* _LISTED RECORDS_:
= Beginning of Section =

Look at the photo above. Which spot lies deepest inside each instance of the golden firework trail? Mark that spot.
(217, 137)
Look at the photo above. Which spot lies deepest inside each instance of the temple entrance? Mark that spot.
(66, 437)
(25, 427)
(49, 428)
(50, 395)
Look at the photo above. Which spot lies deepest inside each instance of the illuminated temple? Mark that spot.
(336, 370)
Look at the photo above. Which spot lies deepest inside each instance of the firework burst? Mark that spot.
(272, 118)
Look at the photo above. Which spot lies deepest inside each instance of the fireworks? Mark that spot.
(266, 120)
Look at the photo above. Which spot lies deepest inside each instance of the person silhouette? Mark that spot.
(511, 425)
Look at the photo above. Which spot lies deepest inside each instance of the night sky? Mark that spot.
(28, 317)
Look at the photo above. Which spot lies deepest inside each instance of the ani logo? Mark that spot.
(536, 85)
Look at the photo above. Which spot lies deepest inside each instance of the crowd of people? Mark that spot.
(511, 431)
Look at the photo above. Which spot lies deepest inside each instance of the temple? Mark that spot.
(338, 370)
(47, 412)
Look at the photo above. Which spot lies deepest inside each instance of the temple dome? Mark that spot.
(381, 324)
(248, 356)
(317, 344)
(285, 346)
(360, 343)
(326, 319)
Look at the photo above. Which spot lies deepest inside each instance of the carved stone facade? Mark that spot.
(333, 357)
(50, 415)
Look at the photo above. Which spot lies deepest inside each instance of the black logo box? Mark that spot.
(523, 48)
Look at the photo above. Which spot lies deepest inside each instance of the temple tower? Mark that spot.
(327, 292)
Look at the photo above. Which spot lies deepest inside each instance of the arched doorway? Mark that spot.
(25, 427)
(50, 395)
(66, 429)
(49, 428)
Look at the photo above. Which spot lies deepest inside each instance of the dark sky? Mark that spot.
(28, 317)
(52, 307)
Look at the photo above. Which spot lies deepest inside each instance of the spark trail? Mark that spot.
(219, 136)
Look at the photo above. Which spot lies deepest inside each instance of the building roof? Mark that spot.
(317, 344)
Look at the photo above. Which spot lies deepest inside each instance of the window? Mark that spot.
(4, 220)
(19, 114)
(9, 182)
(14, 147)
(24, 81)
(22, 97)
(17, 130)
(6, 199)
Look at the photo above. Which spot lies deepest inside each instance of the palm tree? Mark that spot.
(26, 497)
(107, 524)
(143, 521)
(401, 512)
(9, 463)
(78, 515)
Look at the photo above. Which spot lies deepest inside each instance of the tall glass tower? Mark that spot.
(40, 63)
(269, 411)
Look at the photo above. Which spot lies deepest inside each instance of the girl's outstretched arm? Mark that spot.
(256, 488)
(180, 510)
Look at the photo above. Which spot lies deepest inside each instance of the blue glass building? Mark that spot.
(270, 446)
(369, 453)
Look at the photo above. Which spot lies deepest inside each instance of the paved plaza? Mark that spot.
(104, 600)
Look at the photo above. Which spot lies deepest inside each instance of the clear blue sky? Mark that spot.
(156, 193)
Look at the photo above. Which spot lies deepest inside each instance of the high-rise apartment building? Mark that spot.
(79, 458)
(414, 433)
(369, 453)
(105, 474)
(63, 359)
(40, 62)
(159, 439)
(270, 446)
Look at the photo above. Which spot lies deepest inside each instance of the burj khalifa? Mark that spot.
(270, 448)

= End of Section =

* _WORK INSTRUCTION_: Take the entries above and transcribe them in full.

* _SOLUTION TO THE EXERCISE_:
Look at the photo above. Which spot lies deepest inside each instance of the golden firework trail? Mark that spot.
(217, 137)
Look at the photo above. Which spot lies deepest inside each instance of the temple entrance? Mark that spot.
(66, 437)
(25, 427)
(49, 428)
(50, 395)
Look at the photo above. Which spot lies deepest inside each instance of the illuminated temple? Mark that spot.
(336, 370)
Look at the photo above. Which spot lies deepest inside each instance of the firework burst? Mark that spot.
(272, 118)
Look at the photo above. Which spot lies deepest inside each instance of the fireworks? Mark that spot.
(266, 120)
Look at the photo above. Which spot lies deepest inside each instance of the person silhouette? Mark that spot.
(511, 425)
Look at the photo above. Which spot lies deepest inside each instance of the night sky? Mark that spot.
(28, 317)
Look at the photo above. Which spot lies deepest inside each instance of the ani logo? Mark that spot.
(536, 85)
Look at the photo above. Which spot lies deepest inside each instance of the crowd of people? Mark that spot.
(511, 431)
Look at the photo above. Which spot lies deepest inside each instance of the temple? Mark that spot.
(338, 370)
(47, 412)
Look at the photo above. Which spot lies deepest inside each instance of the temple dome? Mark that spot.
(381, 324)
(248, 356)
(317, 344)
(285, 346)
(360, 343)
(326, 319)
Look at the photo above. Which spot lies deepest inside each instance of the carved stone facade? Mark that spot.
(333, 357)
(50, 415)
Look at the photo above. Which spot lies deepest inside each instance of the black logo box? Mark that spot.
(523, 48)
Look at the photo above. Which spot lies deepest inside each instance of the temple tower? Mark that spot.
(327, 292)
Look at the photo above. Which spot lies deepest inside each instance of the arched doorway? Mark that spot.
(25, 427)
(50, 395)
(66, 429)
(49, 428)
Look at the photo above. Which spot lies deepest inside each instance of the dark sky? Mark that spot.
(28, 317)
(52, 307)
Look at the photo above. Which spot lies deepest inside each instance of the spark trail? Mark that spot.
(219, 136)
Look at the photo above. Which spot lies deepest inside each instance of the building roof? Mark that spot.
(317, 344)
Look at the photo above. Which spot lies deepest inside each instance of the window? Mark that spot.
(4, 220)
(19, 114)
(9, 182)
(14, 147)
(24, 81)
(22, 97)
(17, 130)
(6, 199)
Look at the photo above. Which spot lies deepest inside each instance of the palm tree? Mark that spot.
(26, 497)
(107, 524)
(143, 521)
(401, 512)
(9, 463)
(78, 515)
Look at the photo above. Which spot lies deepest inside each instance of the tall glass tower? Mark that spot.
(40, 63)
(269, 411)
Look at the photo above. Which spot lies deepest inside each instance of the girl's outstretched arm? Mark that spot.
(256, 488)
(180, 510)
Look at the photo above. Which spot lies deepest inside each instance of the blue glass building? Mark that spot.
(270, 446)
(369, 453)
Look at the photo above. Which spot lies deepest inside each instance of the paved plaza? Mark that spot.
(104, 600)
Look at the photo above. Which spot lies deepest inside each instance of the clear blue sky? Mark that spot.
(156, 193)
Look at the photo above. Which spot lies deepest inside each instance of the high-rise apartment building? Mark that spot.
(79, 458)
(414, 433)
(369, 453)
(105, 474)
(63, 359)
(40, 62)
(159, 439)
(270, 446)
Look at the photo above. Which spot lies deepest inside each instance of the burj khalifa? Mark that spot.
(270, 448)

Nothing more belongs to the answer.